Output the records below as a numbered list, leaving out any blank lines.

Coordinate labeling records
============================================================
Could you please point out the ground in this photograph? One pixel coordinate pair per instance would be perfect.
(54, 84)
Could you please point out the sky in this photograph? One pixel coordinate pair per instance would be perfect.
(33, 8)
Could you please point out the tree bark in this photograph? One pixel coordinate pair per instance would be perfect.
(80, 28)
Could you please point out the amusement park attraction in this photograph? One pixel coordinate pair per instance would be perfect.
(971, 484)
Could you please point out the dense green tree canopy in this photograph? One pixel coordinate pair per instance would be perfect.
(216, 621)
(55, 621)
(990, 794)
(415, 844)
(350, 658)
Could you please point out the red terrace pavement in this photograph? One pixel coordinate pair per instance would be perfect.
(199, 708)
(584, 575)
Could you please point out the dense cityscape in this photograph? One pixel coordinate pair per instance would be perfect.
============================================================
- Task result -
1. Could you please point out the ground in this photograph? One pixel coordinate pair per instance would be perfect.
2. (54, 84)
3. Could you please point out the sky in this photograph? One pixel coordinate pair per instance would be perfect.
4. (33, 8)
5. Could you please point out the tree bark in this photograph? One pixel coordinate pair per instance would be perfect.
6. (80, 28)
7. Could you please point out the amusement park attraction in this photograph? One pixel coordinate pair per instance would be perfect.
8. (971, 484)
9. Could you please point out the dense green tree canopy in this photograph? One pixel coordinate pair per instance would be perfect.
10. (216, 621)
11. (55, 621)
12. (990, 794)
13. (415, 844)
14. (350, 658)
15. Could you please point out the red terrace pavement in this photograph? One pixel coordinate pair per instance would be perfect.
16. (199, 708)
17. (584, 575)
18. Could you please point out the dense cityscape in this photograph? One pixel coordinate pair per instance would be perfect.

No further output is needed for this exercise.